**Written problem:**
Render each line of the rows below as one string in a JSON list, leaving out any blank lines.

--- Start of The data ---

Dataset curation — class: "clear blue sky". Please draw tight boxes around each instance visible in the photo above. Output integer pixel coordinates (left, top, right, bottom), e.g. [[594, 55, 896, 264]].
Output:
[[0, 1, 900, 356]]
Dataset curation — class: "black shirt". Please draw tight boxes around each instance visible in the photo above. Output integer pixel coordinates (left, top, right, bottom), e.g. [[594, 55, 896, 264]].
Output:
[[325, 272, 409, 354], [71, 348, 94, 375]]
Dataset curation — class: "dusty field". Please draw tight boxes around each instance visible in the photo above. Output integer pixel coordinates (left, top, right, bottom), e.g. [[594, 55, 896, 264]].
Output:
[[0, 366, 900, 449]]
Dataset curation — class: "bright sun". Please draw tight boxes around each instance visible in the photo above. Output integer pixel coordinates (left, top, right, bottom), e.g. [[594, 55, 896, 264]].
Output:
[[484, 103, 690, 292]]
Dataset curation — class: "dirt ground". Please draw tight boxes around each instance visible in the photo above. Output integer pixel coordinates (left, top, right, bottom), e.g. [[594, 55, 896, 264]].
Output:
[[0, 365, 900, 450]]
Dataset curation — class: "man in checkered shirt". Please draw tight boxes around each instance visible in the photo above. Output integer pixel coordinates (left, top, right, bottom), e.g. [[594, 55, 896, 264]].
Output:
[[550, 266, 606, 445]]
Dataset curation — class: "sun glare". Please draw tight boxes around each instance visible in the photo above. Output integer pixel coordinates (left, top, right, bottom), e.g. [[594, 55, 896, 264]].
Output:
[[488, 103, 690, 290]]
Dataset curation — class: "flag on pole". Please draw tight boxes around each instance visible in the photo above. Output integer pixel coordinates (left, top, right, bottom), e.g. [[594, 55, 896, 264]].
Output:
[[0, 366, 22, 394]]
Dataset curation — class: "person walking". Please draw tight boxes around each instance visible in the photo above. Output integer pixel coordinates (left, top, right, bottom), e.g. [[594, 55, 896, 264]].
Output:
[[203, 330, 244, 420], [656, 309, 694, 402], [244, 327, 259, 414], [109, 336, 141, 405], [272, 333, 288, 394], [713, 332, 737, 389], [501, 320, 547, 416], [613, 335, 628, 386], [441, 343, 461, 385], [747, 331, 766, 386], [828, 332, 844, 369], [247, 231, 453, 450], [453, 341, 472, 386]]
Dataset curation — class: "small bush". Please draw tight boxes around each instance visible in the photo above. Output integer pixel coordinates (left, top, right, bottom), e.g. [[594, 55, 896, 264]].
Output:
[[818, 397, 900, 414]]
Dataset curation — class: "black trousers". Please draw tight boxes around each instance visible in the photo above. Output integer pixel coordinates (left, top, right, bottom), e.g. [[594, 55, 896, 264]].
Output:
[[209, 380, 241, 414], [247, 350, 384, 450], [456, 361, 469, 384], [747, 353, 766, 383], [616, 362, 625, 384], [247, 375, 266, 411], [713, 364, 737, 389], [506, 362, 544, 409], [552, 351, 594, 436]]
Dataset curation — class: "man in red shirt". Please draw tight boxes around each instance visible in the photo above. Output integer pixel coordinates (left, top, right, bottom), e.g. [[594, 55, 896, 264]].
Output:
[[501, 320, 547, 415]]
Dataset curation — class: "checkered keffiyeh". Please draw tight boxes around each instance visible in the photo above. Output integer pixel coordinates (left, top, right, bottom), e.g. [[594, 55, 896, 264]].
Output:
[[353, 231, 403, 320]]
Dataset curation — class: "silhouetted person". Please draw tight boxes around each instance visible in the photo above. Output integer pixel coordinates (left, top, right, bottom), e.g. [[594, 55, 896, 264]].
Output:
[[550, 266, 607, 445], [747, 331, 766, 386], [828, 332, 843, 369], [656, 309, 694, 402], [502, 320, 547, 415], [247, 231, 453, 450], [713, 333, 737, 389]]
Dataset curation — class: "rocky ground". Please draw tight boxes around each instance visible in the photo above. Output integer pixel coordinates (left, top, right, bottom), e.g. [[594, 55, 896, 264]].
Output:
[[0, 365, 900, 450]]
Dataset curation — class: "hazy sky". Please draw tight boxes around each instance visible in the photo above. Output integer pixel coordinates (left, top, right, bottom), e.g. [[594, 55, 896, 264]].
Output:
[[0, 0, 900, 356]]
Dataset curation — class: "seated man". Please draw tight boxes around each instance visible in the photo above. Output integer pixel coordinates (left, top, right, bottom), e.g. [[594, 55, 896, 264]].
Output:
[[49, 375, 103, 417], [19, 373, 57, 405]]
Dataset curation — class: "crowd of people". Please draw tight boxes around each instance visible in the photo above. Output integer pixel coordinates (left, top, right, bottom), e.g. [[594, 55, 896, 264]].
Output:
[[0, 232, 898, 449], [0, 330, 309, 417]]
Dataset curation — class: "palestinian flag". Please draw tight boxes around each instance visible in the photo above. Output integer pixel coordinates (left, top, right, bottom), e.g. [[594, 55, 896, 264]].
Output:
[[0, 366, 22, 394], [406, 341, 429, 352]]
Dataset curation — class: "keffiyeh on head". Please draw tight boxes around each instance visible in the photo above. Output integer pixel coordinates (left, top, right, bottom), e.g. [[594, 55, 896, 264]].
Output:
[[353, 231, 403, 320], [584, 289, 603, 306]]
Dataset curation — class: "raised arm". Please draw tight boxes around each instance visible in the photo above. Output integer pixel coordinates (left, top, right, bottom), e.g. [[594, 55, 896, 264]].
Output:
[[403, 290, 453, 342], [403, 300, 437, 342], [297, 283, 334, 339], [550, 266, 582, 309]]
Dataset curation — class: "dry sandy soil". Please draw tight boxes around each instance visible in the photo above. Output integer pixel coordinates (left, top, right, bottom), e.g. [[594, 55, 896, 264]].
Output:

--- End of The data ---

**Exercise result:**
[
  "Dataset curation — class: \"clear blue sky\". Please draw tight boxes around each instance visible in the photo above. Output integer pixel coordinates (left, top, right, bottom), e.g. [[594, 55, 896, 264]].",
  "Output:",
  "[[0, 1, 900, 356]]",
  "Dataset curation — class: \"black shirt\". Please draw tight boxes around each instance visible in the photo above. Output integer pixel coordinates (left, top, right, bottom), e.g. [[594, 55, 896, 264]].",
  "Output:",
  "[[325, 272, 409, 354], [71, 348, 94, 375]]",
  "Dataset curation — class: \"dusty field\". Please draw tight boxes around each instance visible in the photo above. Output integer pixel coordinates (left, top, right, bottom), e.g. [[594, 55, 896, 264]].",
  "Output:",
  "[[0, 366, 900, 449]]",
  "Dataset curation — class: \"bright sun\". Please draw tight boxes around each instance visible in the photo above. Output integer pixel coordinates (left, top, right, bottom), e.g. [[594, 55, 896, 264]].",
  "Output:",
  "[[484, 103, 690, 292]]",
  "Dataset curation — class: \"dirt ground\". Please draw tight boxes around each instance visible in the photo above. Output integer pixel coordinates (left, top, right, bottom), e.g. [[594, 55, 896, 264]].",
  "Output:",
  "[[0, 365, 900, 450]]",
  "Dataset curation — class: \"man in checkered shirt\". Please draw tight boxes around each instance visible in the photo above. Output integer pixel coordinates (left, top, right, bottom), e.g. [[594, 55, 896, 264]].",
  "Output:",
  "[[550, 266, 606, 445]]",
  "Dataset curation — class: \"sun glare\". Please draw tight boxes around each instance visible in the photo above. Output integer pixel coordinates (left, top, right, bottom), e.g. [[594, 55, 896, 264]].",
  "Output:",
  "[[488, 103, 690, 290]]",
  "Dataset curation — class: \"flag on pole\". Please draw tight boxes around each instance visible in the photo above. Output integer pixel coordinates (left, top, right, bottom), e.g. [[594, 55, 896, 264]].",
  "Output:",
  "[[0, 366, 22, 394]]",
  "Dataset curation — class: \"person walking\". Please draw tight boxes around each instance visible in the photo above. Output integer pixel coordinates (left, top, right, bottom), e.g. [[594, 55, 896, 264]].",
  "Output:",
  "[[203, 330, 244, 420], [656, 309, 694, 402], [244, 327, 259, 414], [109, 336, 141, 405], [272, 333, 288, 394], [713, 332, 737, 389], [501, 320, 547, 416], [613, 335, 628, 386], [441, 343, 461, 385], [747, 331, 766, 386], [828, 332, 844, 369], [247, 231, 453, 450], [453, 341, 472, 386]]",
  "Dataset curation — class: \"small bush\". Please draw tight boxes around each instance visible in the photo above. Output integer pixel coordinates (left, top, right, bottom), e.g. [[594, 55, 896, 264]].",
  "Output:",
  "[[818, 397, 900, 414]]",
  "Dataset curation — class: \"black trousers\". Please draw tight boxes around each instance visible in the photo above. Output integer pixel coordinates (left, top, right, bottom), e.g. [[594, 55, 896, 264]].",
  "Output:",
  "[[209, 380, 241, 414], [247, 350, 384, 450], [456, 361, 469, 384], [747, 353, 766, 383], [616, 362, 625, 384], [247, 375, 266, 411], [713, 364, 737, 389], [506, 362, 544, 409], [552, 351, 594, 436]]",
  "Dataset curation — class: \"man in red shirt\". Please draw tight boxes around each instance visible in the photo above. Output integer pixel coordinates (left, top, right, bottom), e.g. [[594, 55, 896, 264]].",
  "Output:",
  "[[501, 320, 547, 415]]",
  "Dataset curation — class: \"checkered keffiyeh\". Please draw tight boxes around each instance visible in the photo above. Output integer pixel coordinates (left, top, right, bottom), e.g. [[594, 55, 896, 264]].",
  "Output:",
  "[[353, 231, 403, 320]]",
  "Dataset curation — class: \"silhouetted person\". Please draw tight boxes around each instance visible in the photo above. Output integer pixel coordinates (left, top, right, bottom), e.g. [[594, 55, 896, 264]].",
  "Output:",
  "[[550, 266, 607, 445], [747, 331, 766, 386], [828, 332, 843, 369], [656, 309, 694, 402], [502, 320, 547, 415], [247, 231, 453, 450], [713, 333, 737, 389]]",
  "Dataset curation — class: \"rocky ground\". Please draw tight boxes around each instance visible in the photo above. Output integer pixel coordinates (left, top, right, bottom), e.g. [[594, 55, 896, 264]].",
  "Output:",
  "[[0, 365, 900, 450]]",
  "Dataset curation — class: \"hazy sky\". Please draw tight boxes around each instance visible in the photo above. Output integer pixel coordinates (left, top, right, bottom), e.g. [[594, 55, 896, 264]].",
  "Output:",
  "[[0, 0, 900, 356]]",
  "Dataset curation — class: \"seated man\". Please draw tight boxes around each instance visible in the photo above. Output integer pixel coordinates (left, top, right, bottom), e.g. [[594, 55, 896, 264]].",
  "Output:",
  "[[49, 375, 103, 417], [19, 373, 57, 405]]",
  "Dataset curation — class: \"crowd of people\". Please draw tight boxes around each instance visible in the photo above. Output integer pixel coordinates (left, top, right, bottom), e.g. [[594, 55, 896, 264]].",
  "Output:",
  "[[0, 232, 898, 449], [0, 330, 309, 417]]",
  "Dataset curation — class: \"palestinian flag\". Please draw tight boxes around each instance visible in the photo above. Output integer pixel coordinates (left, top, right, bottom), e.g. [[594, 55, 896, 264]].",
  "Output:",
  "[[0, 366, 22, 394], [406, 341, 429, 352]]",
  "Dataset curation — class: \"keffiyeh on head\". Please draw tight boxes around each instance visible in the photo above. Output integer pixel coordinates (left, top, right, bottom), e.g. [[594, 55, 896, 264]].",
  "Output:",
  "[[353, 231, 403, 320], [584, 289, 603, 306]]",
  "Dataset curation — class: \"raised arm\". Please draw tight boxes around each instance visible in the photo above. Output integer pixel coordinates (left, top, right, bottom), e.g. [[594, 55, 896, 264]].",
  "Output:",
  "[[403, 290, 453, 342], [403, 300, 437, 342], [297, 283, 334, 339], [550, 266, 582, 309]]",
  "Dataset curation — class: \"dry sandy soil\". Please draw tight boxes around each instance visible in the photo above. Output integer pixel coordinates (left, top, right, bottom), e.g. [[594, 55, 896, 264]].",
  "Output:"
]